> **Data extract**
⟨
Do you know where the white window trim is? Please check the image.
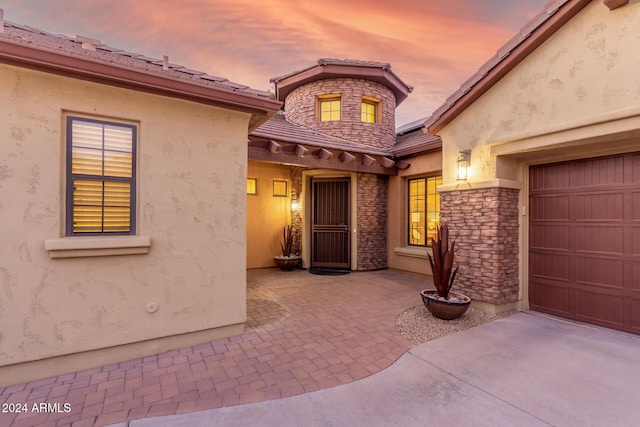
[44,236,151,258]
⟩
⟨
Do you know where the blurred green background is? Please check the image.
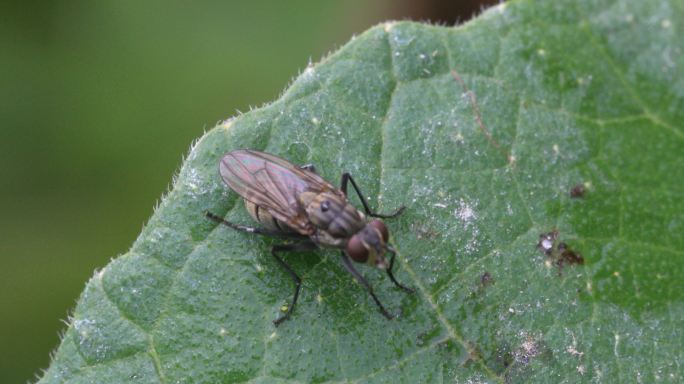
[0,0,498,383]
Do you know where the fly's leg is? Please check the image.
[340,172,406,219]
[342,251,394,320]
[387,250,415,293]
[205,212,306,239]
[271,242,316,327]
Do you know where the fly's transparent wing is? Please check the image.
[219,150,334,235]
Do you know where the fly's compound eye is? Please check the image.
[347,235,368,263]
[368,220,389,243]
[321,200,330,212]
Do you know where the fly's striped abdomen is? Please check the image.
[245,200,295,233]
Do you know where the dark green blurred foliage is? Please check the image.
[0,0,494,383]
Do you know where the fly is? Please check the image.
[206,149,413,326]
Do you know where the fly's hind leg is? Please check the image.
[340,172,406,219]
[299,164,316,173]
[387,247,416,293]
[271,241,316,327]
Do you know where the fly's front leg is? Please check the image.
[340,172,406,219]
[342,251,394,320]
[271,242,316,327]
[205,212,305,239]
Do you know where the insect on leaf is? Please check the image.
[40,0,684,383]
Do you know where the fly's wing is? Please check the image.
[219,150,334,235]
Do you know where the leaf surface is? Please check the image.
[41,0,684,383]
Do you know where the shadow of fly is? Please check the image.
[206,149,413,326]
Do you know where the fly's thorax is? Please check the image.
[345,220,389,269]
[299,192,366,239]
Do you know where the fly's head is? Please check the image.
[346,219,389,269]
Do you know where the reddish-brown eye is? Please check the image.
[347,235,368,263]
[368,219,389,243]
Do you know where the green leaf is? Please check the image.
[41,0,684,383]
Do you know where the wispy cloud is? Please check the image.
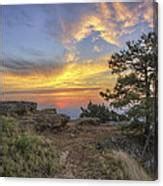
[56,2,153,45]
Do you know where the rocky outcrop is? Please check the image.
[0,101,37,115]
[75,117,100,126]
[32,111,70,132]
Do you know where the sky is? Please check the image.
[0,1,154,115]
⟩
> **Exercise goal**
Reproduce the lines above word for word, starting with the line that contains "Do you know where the insect" and going on through the line that contains "[0,1,154,115]", both included. Leave the pictures out of your answer.

> **Solution**
Do you know where the insect on leaf is? Please check the image.
[40,0,684,383]
Do you know where the fly's wing is? Please check the image.
[219,150,334,235]
Do you know where the leaf surface is? Please check the image.
[41,0,684,383]
Do you know where the shadow of fly is? Please check the image.
[206,149,413,326]
Do you know where the fly's thorax is? Please check the image.
[345,220,389,269]
[299,192,366,239]
Do you know where the fly's head is? Please check the image.
[346,219,389,269]
Do you know where the reddish-brown eye is? Please check the image.
[347,235,368,263]
[368,219,389,243]
Do you know where the green leaf is? Please check the image.
[41,0,684,383]
Do you know where the wispy cloud is? Please check the image.
[56,2,153,45]
Do you know where the rocky outcrop is? Please check the image.
[0,101,37,115]
[75,117,100,126]
[32,111,70,132]
Do you know where the sky is? Please check the image.
[0,1,154,115]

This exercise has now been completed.